[[ Data for review, beginning ]]
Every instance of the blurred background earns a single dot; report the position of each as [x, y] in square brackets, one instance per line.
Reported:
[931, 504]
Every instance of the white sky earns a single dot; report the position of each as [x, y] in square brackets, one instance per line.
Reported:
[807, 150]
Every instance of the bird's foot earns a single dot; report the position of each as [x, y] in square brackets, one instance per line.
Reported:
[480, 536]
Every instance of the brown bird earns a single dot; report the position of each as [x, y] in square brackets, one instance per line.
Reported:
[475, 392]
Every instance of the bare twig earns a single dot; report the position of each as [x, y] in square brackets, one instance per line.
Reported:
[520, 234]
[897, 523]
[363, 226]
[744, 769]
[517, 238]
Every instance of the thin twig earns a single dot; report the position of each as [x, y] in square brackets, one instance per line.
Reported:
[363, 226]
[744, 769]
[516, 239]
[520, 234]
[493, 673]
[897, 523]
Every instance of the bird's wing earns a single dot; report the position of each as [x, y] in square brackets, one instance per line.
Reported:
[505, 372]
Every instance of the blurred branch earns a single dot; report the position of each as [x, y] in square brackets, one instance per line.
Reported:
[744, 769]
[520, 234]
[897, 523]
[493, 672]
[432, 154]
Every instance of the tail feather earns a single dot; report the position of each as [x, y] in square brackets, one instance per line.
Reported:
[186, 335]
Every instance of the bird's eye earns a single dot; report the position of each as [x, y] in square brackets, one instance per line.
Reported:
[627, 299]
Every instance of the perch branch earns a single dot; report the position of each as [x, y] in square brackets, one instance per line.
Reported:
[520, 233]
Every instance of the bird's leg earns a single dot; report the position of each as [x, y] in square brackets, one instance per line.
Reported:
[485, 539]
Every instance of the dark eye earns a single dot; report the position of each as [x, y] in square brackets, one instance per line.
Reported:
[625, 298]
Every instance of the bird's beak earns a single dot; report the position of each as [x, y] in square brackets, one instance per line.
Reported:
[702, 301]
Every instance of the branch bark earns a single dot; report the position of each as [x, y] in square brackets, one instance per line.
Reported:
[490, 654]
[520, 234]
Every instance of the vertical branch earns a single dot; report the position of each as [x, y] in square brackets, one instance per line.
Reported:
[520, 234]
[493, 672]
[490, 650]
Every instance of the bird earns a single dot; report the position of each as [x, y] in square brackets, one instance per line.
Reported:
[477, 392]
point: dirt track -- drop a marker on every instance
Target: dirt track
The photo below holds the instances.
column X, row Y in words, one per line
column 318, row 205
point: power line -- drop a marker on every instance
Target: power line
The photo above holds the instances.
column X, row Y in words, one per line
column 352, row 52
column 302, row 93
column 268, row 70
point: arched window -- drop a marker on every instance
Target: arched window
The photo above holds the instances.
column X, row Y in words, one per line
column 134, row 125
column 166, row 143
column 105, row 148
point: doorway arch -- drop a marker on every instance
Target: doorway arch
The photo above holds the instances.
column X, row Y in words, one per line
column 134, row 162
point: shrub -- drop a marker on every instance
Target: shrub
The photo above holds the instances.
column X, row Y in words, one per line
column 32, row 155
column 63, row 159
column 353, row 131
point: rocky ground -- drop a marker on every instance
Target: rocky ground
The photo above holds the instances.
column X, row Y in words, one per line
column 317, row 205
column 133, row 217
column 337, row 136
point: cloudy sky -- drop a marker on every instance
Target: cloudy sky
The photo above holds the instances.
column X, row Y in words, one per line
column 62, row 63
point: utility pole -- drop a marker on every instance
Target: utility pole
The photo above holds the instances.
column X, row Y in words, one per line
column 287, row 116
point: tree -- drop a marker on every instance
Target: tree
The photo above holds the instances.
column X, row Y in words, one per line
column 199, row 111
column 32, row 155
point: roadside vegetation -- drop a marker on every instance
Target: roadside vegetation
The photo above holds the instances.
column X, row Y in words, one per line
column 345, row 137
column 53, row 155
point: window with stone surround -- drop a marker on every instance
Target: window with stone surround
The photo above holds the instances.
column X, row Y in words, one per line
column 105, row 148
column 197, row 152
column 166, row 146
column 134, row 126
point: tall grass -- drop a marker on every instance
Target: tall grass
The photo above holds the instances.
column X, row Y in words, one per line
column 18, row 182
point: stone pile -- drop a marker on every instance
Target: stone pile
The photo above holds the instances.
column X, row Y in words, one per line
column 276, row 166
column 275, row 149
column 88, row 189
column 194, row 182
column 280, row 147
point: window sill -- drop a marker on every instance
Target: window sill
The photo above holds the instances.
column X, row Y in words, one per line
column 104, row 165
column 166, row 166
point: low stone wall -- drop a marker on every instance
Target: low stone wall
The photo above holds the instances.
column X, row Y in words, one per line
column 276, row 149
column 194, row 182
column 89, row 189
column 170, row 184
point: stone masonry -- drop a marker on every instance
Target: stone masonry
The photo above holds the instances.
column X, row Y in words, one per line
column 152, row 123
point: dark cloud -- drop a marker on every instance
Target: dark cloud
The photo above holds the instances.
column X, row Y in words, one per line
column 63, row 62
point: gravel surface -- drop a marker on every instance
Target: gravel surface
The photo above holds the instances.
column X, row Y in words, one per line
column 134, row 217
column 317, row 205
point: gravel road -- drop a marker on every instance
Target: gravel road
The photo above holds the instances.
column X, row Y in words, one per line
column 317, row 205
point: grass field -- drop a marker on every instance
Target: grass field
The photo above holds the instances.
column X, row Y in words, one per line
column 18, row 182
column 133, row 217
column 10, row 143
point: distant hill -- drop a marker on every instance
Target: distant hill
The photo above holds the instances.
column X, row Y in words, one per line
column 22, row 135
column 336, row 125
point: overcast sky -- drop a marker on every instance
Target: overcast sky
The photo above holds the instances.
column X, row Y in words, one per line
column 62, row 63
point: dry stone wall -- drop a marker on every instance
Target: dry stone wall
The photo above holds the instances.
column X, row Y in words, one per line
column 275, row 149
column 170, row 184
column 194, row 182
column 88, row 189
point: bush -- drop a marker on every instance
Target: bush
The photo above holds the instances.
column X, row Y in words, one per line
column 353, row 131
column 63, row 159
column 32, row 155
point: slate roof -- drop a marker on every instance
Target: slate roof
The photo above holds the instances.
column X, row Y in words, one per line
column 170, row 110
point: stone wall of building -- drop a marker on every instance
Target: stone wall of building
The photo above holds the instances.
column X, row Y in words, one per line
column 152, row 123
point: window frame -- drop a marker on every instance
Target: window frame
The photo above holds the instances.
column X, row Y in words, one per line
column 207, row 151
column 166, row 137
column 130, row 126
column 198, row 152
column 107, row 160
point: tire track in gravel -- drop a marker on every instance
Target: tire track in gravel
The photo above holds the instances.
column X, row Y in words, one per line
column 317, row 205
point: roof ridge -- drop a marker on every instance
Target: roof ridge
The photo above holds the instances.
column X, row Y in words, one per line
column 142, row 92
[[ Data for review, end ]]
Work required: Your task is to copy each line of the data above that holds "slate".

Exercise output:
point: slate roof -- drop a marker on every instance
Target: slate roof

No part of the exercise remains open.